** Begin GIVEN RECORDS **

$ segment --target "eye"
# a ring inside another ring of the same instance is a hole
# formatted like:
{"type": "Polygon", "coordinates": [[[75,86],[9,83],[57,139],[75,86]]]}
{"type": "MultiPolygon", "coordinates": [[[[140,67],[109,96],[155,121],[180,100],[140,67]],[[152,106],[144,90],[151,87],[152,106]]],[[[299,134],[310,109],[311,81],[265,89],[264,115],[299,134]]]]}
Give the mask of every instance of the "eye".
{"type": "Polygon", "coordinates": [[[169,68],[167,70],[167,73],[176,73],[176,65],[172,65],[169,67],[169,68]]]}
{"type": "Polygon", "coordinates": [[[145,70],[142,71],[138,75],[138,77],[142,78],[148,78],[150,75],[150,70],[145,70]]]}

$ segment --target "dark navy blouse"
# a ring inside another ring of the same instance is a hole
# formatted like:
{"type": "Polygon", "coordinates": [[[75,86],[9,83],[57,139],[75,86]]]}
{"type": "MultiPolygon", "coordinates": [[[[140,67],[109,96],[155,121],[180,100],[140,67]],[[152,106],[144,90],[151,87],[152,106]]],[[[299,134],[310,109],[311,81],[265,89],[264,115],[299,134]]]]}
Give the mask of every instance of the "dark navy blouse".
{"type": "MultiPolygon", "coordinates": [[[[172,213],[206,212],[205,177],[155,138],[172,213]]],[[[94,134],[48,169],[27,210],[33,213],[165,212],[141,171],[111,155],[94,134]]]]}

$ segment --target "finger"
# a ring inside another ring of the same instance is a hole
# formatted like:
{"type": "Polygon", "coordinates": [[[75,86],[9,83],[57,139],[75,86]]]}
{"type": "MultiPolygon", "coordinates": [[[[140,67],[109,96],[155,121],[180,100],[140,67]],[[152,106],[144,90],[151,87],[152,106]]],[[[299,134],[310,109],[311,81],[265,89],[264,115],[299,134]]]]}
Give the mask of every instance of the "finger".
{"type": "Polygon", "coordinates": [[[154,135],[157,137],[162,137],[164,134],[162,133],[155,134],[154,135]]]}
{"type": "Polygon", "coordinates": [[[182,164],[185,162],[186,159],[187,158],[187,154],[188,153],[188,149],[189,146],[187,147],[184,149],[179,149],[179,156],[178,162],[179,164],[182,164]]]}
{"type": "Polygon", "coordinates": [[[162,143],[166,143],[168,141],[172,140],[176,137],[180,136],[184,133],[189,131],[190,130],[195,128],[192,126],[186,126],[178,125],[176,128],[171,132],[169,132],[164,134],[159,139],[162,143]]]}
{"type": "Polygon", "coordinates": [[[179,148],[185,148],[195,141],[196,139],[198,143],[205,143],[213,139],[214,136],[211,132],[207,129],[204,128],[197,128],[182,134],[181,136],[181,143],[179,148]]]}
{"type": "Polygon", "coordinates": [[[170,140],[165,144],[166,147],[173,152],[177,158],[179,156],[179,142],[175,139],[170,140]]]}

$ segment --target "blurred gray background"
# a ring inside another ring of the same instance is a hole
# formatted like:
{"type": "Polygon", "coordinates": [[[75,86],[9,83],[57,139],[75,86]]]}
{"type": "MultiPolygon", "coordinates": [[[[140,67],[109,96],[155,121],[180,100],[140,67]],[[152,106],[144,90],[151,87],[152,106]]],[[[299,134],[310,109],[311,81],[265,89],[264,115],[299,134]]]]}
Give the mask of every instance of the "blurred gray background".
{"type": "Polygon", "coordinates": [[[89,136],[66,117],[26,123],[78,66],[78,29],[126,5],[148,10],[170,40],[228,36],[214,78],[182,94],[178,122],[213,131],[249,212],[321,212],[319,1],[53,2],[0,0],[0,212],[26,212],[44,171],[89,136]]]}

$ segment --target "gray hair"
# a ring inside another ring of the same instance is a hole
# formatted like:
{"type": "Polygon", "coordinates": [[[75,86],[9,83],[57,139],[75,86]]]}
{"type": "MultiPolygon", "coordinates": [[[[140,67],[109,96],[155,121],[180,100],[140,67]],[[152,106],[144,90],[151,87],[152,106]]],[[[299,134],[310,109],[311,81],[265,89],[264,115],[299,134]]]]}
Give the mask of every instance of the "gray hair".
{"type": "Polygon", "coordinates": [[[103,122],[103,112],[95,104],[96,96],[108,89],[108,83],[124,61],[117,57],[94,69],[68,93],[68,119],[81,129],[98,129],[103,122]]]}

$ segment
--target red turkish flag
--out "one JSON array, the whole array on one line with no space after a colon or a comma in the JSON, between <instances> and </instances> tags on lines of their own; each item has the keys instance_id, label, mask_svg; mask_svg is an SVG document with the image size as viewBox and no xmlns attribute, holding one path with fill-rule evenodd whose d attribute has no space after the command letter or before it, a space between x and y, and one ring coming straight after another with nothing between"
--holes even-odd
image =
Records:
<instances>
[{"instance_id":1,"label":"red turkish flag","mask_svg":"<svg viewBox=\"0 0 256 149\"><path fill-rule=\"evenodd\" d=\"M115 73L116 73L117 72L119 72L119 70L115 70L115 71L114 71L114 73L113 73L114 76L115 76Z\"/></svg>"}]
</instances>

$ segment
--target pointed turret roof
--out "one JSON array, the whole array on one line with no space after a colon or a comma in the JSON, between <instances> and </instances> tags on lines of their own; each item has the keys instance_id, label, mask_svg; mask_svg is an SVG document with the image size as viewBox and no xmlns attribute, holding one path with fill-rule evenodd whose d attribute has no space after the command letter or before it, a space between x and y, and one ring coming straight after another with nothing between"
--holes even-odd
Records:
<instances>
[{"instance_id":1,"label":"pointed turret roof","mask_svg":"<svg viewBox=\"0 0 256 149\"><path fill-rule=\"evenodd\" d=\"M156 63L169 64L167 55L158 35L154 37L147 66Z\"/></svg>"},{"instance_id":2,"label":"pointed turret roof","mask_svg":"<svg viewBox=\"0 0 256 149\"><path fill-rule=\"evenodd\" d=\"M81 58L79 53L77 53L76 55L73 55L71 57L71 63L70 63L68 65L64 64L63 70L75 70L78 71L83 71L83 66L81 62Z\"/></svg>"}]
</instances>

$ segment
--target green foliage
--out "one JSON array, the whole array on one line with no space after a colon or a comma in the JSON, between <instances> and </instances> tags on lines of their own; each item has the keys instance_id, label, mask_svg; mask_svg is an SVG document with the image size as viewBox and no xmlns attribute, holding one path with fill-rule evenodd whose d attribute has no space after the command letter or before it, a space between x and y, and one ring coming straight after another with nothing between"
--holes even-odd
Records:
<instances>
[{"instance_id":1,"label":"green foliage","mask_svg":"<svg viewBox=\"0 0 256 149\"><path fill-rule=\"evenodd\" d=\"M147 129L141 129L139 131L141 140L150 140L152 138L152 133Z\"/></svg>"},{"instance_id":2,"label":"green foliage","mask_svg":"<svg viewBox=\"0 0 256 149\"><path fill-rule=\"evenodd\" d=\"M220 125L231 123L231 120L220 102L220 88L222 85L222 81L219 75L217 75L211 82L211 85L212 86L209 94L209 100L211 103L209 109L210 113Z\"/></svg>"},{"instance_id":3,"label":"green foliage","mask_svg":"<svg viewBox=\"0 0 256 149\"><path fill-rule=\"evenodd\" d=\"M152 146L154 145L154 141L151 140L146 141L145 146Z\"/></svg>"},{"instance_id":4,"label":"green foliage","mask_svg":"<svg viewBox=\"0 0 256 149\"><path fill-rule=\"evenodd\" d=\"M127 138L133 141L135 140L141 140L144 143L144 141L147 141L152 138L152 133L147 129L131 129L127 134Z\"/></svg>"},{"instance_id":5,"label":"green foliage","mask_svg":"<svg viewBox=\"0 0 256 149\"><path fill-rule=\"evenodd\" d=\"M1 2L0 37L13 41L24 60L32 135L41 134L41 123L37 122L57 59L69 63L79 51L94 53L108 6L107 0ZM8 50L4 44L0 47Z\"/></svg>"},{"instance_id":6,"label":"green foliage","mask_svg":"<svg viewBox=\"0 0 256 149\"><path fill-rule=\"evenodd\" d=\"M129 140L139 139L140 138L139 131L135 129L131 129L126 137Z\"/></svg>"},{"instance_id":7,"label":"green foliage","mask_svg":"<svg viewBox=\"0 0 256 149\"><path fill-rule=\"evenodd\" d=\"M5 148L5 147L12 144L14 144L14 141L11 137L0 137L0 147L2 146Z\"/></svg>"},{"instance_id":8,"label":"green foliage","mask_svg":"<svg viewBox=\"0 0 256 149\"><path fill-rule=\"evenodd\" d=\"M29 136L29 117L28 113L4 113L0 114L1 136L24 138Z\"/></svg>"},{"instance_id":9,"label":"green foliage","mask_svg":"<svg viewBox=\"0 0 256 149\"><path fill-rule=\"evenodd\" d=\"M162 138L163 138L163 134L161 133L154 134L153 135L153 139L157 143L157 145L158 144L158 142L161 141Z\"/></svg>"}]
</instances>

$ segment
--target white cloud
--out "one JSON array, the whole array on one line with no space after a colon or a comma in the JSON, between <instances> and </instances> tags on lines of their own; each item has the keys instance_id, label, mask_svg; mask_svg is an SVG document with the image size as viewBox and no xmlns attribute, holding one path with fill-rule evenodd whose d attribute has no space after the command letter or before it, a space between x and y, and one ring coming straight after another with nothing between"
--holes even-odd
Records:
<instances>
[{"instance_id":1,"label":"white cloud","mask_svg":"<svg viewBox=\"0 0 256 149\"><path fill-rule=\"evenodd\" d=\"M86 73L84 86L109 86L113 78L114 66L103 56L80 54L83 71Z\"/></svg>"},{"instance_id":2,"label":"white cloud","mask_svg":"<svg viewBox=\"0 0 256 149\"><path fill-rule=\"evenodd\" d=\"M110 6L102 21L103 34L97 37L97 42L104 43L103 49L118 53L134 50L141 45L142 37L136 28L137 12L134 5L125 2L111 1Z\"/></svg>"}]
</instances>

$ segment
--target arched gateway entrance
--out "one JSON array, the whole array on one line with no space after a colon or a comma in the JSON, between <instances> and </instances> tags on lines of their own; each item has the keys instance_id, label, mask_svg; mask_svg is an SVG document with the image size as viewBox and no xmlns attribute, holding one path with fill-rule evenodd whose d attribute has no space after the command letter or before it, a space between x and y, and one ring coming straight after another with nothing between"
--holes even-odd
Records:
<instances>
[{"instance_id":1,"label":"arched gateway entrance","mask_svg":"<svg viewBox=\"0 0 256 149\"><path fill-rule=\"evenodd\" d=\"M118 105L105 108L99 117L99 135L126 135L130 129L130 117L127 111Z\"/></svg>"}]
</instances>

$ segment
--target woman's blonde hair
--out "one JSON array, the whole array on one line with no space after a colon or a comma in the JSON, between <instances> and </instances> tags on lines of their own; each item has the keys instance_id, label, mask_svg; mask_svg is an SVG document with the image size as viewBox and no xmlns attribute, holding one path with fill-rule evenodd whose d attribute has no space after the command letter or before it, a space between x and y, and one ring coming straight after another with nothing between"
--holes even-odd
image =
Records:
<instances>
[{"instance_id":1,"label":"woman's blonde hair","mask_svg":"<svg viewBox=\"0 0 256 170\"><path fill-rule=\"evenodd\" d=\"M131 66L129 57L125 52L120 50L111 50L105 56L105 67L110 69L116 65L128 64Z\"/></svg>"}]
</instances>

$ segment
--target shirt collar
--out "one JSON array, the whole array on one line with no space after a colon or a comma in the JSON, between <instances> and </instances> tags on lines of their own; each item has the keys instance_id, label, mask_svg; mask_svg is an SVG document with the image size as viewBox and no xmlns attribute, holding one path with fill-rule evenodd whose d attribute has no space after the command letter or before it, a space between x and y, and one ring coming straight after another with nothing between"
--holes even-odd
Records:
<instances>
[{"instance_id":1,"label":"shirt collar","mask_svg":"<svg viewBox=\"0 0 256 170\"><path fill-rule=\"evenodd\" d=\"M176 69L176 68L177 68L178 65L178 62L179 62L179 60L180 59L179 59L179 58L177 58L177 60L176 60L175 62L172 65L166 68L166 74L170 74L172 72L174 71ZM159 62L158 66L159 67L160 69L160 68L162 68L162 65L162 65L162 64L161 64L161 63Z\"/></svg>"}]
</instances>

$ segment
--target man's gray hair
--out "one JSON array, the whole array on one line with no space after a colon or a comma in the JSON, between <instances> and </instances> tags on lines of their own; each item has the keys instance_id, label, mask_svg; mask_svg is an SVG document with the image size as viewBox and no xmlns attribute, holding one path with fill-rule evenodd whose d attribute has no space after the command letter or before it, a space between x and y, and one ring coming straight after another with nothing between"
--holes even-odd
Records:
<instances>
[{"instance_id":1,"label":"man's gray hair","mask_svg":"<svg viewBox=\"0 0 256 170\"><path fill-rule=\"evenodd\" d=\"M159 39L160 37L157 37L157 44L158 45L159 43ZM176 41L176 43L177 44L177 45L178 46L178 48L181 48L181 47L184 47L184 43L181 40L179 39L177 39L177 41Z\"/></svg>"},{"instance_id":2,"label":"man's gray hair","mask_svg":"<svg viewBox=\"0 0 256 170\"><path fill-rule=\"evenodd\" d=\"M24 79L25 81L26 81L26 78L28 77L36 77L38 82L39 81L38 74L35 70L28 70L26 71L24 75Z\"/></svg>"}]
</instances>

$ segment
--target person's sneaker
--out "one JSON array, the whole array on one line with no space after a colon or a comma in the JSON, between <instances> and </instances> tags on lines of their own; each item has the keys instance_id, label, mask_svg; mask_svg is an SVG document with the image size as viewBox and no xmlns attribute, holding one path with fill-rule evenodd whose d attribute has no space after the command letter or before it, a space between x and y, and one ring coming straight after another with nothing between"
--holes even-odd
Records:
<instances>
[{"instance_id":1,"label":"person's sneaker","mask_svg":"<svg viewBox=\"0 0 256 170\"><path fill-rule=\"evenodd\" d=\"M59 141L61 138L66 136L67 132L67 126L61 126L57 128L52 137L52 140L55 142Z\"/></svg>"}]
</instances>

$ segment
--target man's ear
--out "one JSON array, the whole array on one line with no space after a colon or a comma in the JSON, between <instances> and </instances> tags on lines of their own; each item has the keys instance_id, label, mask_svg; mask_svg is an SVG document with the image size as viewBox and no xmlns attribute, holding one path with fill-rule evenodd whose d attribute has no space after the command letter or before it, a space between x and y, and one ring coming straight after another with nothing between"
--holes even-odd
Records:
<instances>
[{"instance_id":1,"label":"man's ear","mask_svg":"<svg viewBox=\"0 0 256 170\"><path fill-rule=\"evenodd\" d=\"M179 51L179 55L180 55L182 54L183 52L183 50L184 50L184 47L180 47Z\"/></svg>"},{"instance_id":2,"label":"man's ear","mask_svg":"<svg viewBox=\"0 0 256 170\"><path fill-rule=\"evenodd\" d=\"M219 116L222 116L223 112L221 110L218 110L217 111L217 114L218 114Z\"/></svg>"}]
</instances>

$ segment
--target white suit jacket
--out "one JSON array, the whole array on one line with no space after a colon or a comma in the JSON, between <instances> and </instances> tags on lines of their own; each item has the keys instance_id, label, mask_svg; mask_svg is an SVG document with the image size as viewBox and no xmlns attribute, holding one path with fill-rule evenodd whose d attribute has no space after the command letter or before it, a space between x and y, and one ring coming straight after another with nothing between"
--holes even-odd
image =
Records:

** End GIVEN RECORDS **

* **GIVEN REQUEST**
List each line from the records that contains the word "dark", copying every such line in full.

* **REPLY TO THE TASK**
$ segment --target "dark navy blouse"
Give the mask of every instance of the "dark navy blouse".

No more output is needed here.